→ **Instructions**:
1 – According to the sentencing article, where did Hudson tell police he had thrown the gun?
2 – Please return the part of the sentencing article starting at "He then fled" and ending at "before fleeing again.", copied exactly.

→ **Selected passage**:
****************************************

PORTLAND, Maine — A Lewiston man with a long criminal history in Massachusetts was sentenced Monday in U.S. District Court to 18 years in federal prison in connection with his firing a gun near children waiting to board a school bus earlier this year.

In addition to prison time, U.S. District Judge Jon Levy sentenced Jerome Hudson, 44, formerly of Danvers, Massachusetts, to five years of supervised release after he completes his prison term, according to the U.S. attorney’s office.

He pleaded guilty in June to one count of being a felon in possession of ammunition. He has been held without bail since his arrest by Lewiston police on Jan. 13. He was indicted April 9 by the federal grand jury, and the pending state charges were dismissed.

The defendant was living in a Lewiston townhouse apartment with his girlfriend and her young children on Jan. 13, according to court documents. Shortly before 8 a.m., Hudson reportedly got into an argument with the father of the children when the father arrived to help them get on the school bus, as he did each school day.

Hudson retrieved a 9 mm handgun from the apartment, ran outside, chased and fired three shots at the father as the nearby school children began filing outside the townhouse to catch their bus, according to the prosecution version of events to which Hudson pleaded guilty.

He then fled the scene on foot without his shoes, leaving behind four spent shell casings, according to court documents. Hudson allegedly later hid from the police for several hours at a neighbor’s townhouse where he was given running shoes before fleeing again.

“The defendant was captured three hours later,” the prosecution version of events said. “At the time of his arrest, upon being searched and there being no firearm located, the defendant made the following unsolicited statement: ‘You guys have my ammo, and that’s all you’re getting. You won’t find the gun.’”

Hudson later told police that he had thrown the gun down a storm drain at the apartment complex where he fired the shots. The weapon was never recovered, according to the U.S. attorney’s office.

During a search of the bedroom Hudson shared with the children’s mother in the townhouse, investigators found a safe containing 38 rounds of ammunition, some of which matched that used to shoot at the father, court documents said.

Because of Hudson’s prior convictions between 1997 and 2005 in Massachusetts for drug trafficking, armed robbery, assaults with dangerous weapons and other violent acts, he was deemed an armed career criminal. He faced a mandatory minimum of 15 years in prison and a maximum sentence of life in prison and a $250,000 fine.

Under the prevailing federal sentencing guidelines, Hudson faced a recommended sentence of between 15 years and eight months and 19 years and seven months.

In a press release issued Tuesday, the U.S. attorney’s office said that Levy’s main focus in imposing the lengthy sentence was “the need to protect the public from further crimes by Hudson.”

The investigation was conducted by the Lewiston Police Department, the Central Maine Violent Crime Task Force and the U.S. Bureau of Alcohol, Tobacco, Firearms and Explosives.

****************************************

→ **Collected data**:
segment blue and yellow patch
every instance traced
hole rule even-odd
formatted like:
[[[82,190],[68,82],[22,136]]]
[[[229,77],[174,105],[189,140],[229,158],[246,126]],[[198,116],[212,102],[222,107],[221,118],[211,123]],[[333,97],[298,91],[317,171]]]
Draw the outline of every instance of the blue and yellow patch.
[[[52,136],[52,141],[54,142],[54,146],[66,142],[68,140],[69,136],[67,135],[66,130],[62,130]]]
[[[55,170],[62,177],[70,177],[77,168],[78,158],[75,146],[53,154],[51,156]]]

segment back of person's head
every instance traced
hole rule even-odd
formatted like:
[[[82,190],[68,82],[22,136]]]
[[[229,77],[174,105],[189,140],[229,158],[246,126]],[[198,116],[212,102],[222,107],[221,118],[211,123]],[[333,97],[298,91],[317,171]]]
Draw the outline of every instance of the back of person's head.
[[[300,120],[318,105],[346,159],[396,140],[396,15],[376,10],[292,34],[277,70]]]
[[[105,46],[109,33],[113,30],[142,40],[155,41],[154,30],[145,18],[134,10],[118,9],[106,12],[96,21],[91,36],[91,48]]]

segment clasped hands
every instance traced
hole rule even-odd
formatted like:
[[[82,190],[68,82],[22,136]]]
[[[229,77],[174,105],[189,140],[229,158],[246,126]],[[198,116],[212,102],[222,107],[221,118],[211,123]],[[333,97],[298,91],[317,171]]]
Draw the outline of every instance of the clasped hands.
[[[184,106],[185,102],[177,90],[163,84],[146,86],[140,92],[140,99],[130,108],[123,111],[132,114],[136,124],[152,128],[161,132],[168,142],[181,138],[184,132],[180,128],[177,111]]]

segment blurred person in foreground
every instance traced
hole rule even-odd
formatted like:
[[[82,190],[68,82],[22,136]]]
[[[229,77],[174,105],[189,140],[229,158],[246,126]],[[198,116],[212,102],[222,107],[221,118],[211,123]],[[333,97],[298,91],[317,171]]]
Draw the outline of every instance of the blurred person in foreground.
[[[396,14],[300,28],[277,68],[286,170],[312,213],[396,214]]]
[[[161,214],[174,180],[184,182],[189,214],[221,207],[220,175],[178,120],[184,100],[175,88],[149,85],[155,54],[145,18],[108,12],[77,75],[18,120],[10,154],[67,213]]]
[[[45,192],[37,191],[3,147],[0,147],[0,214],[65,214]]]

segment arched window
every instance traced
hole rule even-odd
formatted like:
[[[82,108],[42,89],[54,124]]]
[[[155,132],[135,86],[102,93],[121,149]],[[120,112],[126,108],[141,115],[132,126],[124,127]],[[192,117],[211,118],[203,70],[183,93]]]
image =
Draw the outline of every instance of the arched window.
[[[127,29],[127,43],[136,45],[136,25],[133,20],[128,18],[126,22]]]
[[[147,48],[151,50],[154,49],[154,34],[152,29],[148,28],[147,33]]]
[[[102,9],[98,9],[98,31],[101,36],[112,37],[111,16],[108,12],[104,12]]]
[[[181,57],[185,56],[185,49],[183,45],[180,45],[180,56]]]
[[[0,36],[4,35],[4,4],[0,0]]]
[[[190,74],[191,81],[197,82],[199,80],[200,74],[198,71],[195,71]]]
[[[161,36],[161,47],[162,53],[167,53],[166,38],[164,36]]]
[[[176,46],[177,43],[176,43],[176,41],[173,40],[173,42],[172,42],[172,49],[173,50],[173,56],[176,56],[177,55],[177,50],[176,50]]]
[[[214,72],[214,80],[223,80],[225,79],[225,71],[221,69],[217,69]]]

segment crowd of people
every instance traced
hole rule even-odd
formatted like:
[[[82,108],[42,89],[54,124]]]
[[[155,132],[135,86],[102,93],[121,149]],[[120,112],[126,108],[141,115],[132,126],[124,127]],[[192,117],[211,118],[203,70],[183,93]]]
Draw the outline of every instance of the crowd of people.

****************************************

→ **Task responses**:
1 – Down a storm drain at the apartment complex where he fired the shots.

2 –
He then fled the scene on foot without his shoes, leaving behind four spent shell casings, according to court documents. Hudson allegedly later hid from the police for several hours at a neighbor’s townhouse where he was given running shoes before fleeing again.